--- SUPPLIED PASSAGE ---

In this paper, basic information is introduced first. Secondly, application of decomposition in the implementation of sequential machines is presented. Subsequently, some experimental results, obtained with a prototype tool that implements functional decomposition, are discussed.

The experimental results demonstrate that decomposition is capable of constructing solutions (utilizing embedded memory blocks) of comparable or even better quality than the methods implemented in commercial systems.

## 2. BASIC NOTIONS

### 2.1 Functional decomposition

Let $A$ and $B$ be two subsets of $X$ such that $A \cup B=X$. Assume that the variables $x_{1}, \ldots, x_{n}$ have been relabeled in such way that:

$$
\begin{aligned}
& A=\left\{x_{1}, \ldots, x_{r}\right\} \text { and } \\
& B=\left\{x_{n-s+1}, \ldots, x_{n}\right\} .
\end{aligned}
$$

Consequently, for an n-tuple $x$, the first $r$ components are denoted by $x^{A}$ and the last $s$ components by $x^{B}$.

Let $F$ be a Boolean function, with $n>0$ inputs and $m>0$ outputs. Let $(A, B)$ be as defined above. Assume that $F$ is specified by a set $\mathbf{F}$ of the function's cubes. Let $G$ be a function with $s$ inputs and $p$ outputs; let $H$ be a function with $r+p$ inputs and $m$ outputs. The pair $(G, H)$ represents a serial decomposition of $F$ with respect to $(A, B)$, if for every minterm $b$ relevant to $F, \mathrm{G}\left(b^{B}\right)$ is defined, $G\left(b^{B}\right) \in\{0,1\}^{p}$, and $F(b)=H\left(b^{A}, G\left(b^{B}\right)\right) . G$ and $H$ are called blocks of the decomposition.

--- ENTRIES ---

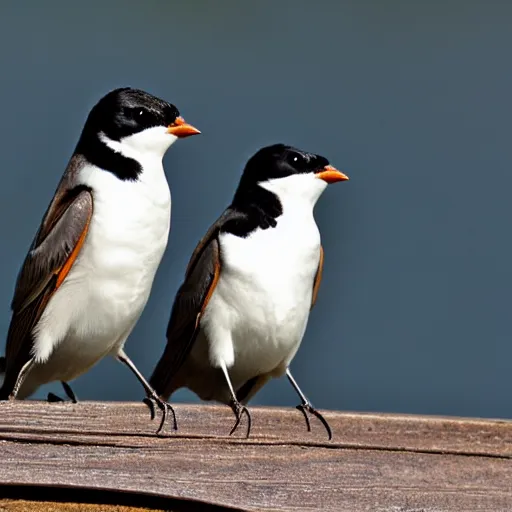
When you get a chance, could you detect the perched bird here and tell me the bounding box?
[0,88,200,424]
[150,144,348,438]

---
--- ENTRIES ---

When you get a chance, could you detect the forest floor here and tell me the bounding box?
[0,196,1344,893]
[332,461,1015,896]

---

## [TASK SET]
- a) From the decomposition passage above, reproduce verbatim the span that begins at the words "Consequently, for an" and stops after "of the decomposition.".
- b) What are G and H called in the decomposition passage?

## [TASK-BY-TASK OUTPUTS]
- a)
Consequently, for an n-tuple $x$, the first $r$ components are denoted by $x^{A}$ and the last $s$ components by $x^{B}$.

Let $F$ be a Boolean function, with $n>0$ inputs and $m>0$ outputs. Let $(A, B)$ be as defined above. Assume that $F$ is specified by a set $\mathbf{F}$ of the function's cubes. Let $G$ be a function with $s$ inputs and $p$ outputs; let $H$ be a function with $r+p$ inputs and $m$ outputs. The pair $(G, H)$ represents a serial decomposition of $F$ with respect to $(A, B)$, if for every minterm $b$ relevant to $F, \mathrm{G}\left(b^{B}\right)$ is defined, $G\left(b^{B}\right) \in\{0,1\}^{p}$, and $F(b)=H\left(b^{A}, G\left(b^{B}\right)\right) . G$ and $H$ are called blocks of the decomposition.

- b) Blocks of the decomposition.